BRIEF 1 -> Reproduce the passage from the online gaming risks text word for word, starting with "What are the" and going on through "and psychological functioning.".
BRIEF 2 ->
Answer these questions about the online gaming risks text:
(a) Besides web cam, which two ways of communicating with strangers does it name?
(b) Who does it say can in particular be targets of harassment and bullying in online games?
(c) What can games that simulate gambling expose a child to?
BRIEF 3 -> Extend the text on the risks of online gaming, picking up after its last sentence.

DOCUMENT EXCERPT ->
════════
What are the risks?

While there may be many positive aspects to online gaming, it’s also important to be aware of some of the risks:

  • Problematic internet use (also referred to as ‘internet addiction’ and ‘internet gaming addiction’)—by its very nature, online gaming is designed to hook and engage players, compelling them to go on to the next challenge or level. This can result in over use and excessive screen time, which can impact on your child’s sleeping pattern, eating, performance at school and relationships in the real world. In extreme cases it can have a significant impact on a child’s daily social and psychological functioning. 
  • Interaction with strangers—networked games involve multiple players (in some cases even hundreds or thousands of players).  With these games, your child could be communicating with strangers (including adults) through web cam, private messaging or online chat, increasing the risk of contact from predators.
  • In-game bullying and harassment—while online gaming can lead to positive social interactions, there is also the potential for harm through harassing messages and bullying, either from one player or a group of players. Anecdotally, we hear that girls and women in particular can be targets of harassment and bullying when playing online games.
  • Gambling—some online games simulate gambling and can expose your child to a realistic gambling experience at a very young age.
════════
DATA EXCERPTS ->

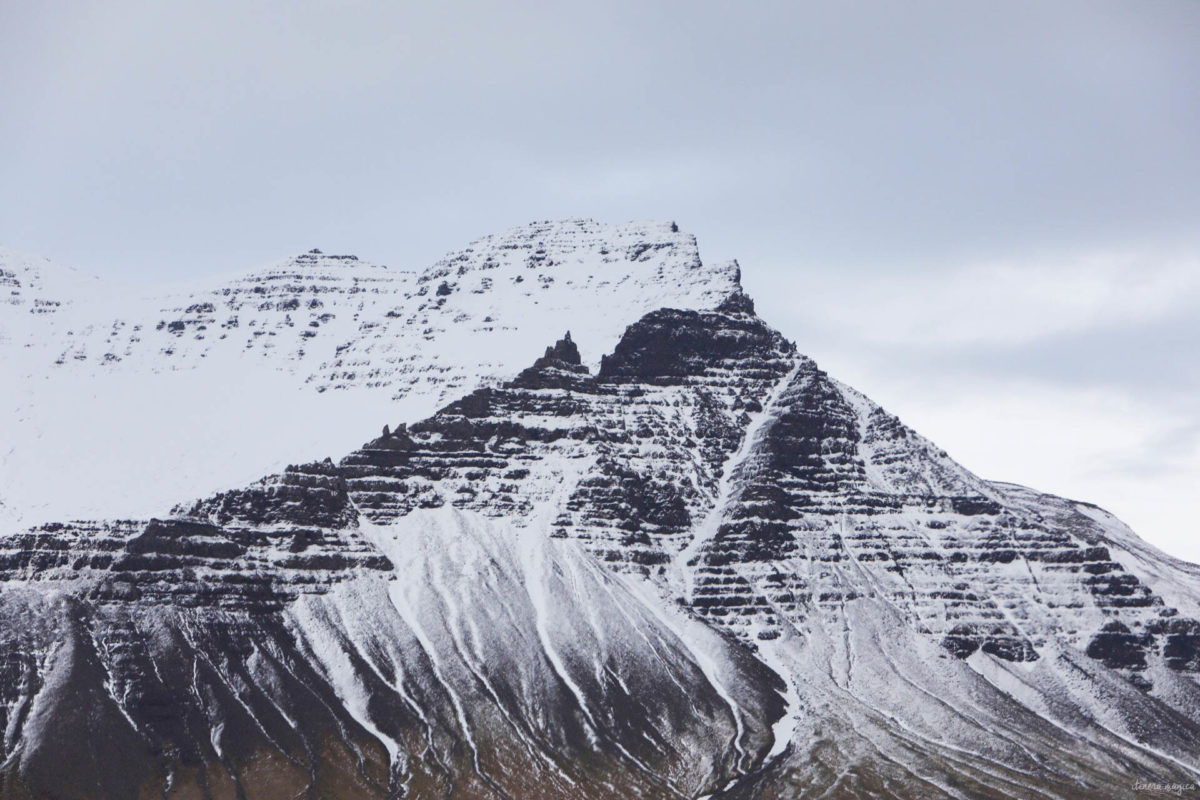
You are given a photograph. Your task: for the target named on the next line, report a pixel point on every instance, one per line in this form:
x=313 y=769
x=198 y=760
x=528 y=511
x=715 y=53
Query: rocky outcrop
x=695 y=566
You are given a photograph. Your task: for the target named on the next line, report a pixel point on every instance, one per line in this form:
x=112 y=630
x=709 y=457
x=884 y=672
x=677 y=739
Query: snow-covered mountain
x=669 y=557
x=103 y=386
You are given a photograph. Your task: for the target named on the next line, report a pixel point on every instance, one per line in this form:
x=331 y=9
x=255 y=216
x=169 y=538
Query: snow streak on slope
x=599 y=578
x=101 y=386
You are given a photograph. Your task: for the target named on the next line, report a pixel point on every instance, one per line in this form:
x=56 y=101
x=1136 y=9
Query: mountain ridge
x=694 y=566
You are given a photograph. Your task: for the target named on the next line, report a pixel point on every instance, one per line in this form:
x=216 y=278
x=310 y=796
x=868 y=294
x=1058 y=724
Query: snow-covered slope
x=103 y=386
x=689 y=564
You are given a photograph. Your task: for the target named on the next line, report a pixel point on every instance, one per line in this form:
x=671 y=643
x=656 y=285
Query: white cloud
x=1003 y=302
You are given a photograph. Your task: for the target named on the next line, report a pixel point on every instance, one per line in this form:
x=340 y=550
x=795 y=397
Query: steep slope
x=102 y=386
x=696 y=565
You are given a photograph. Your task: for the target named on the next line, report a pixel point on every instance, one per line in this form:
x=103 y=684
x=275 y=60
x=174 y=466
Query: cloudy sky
x=985 y=215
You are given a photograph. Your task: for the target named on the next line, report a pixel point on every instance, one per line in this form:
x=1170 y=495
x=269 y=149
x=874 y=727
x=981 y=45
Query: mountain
x=102 y=388
x=683 y=563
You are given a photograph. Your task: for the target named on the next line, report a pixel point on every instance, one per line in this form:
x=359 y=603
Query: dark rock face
x=381 y=626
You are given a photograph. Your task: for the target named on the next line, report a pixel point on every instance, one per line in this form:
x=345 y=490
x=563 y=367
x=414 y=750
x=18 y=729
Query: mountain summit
x=667 y=558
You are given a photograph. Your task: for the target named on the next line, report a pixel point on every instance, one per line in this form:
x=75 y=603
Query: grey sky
x=983 y=214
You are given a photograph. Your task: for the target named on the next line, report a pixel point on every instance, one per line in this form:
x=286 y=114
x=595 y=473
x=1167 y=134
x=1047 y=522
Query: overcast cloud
x=983 y=214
════════
REPLY 1 ->
What are the risks?

While there may be many positive aspects to online gaming, it’s also important to be aware of some of the risks:

  • Problematic internet use (also referred to as ‘internet addiction’ and ‘internet gaming addiction’)—by its very nature, online gaming is designed to hook and engage players, compelling them to go on to the next challenge or level. This can result in over use and excessive screen time, which can impact on your child’s sleeping pattern, eating, performance at school and relationships in the real world. In extreme cases it can have a significant impact on a child’s daily social and psychological functioning.

REPLY 2 ->
(a) Private messaging and online chat.
(b) Girls and women.
(c) A realistic gambling experience at a very young age.

REPLY 3 ->
  • In-game and in-app purchases—young people can potentially run up large bills through in-game and in-app purchases. Some games may be free to download, but require the player to pay real money to advance beyond a certain point or to access additional content (like special powers for a character) not available in the free version of the game.
  • Security vulnerabilities and viruses—this can include vulnerabilities with PC gaming through phishing, keylogging malware or fake apps that can steal passwords and account details. A player may be prompted (and even pressured) to download and install an application or document in order to be a member of a team. They think they have been contacted by a friendly and helpful player, when in fact they have inadvertently fallen prey to malicious software. 

We surveyed children and this is what we found:

  • 64% played some form of online game with others
  • 52% played with people they didn’t know
  • 17% experienced bullying or abuse while playing a network game with others
  • 34% made an in-game purchase and this rose to 45% when they played a network game with others.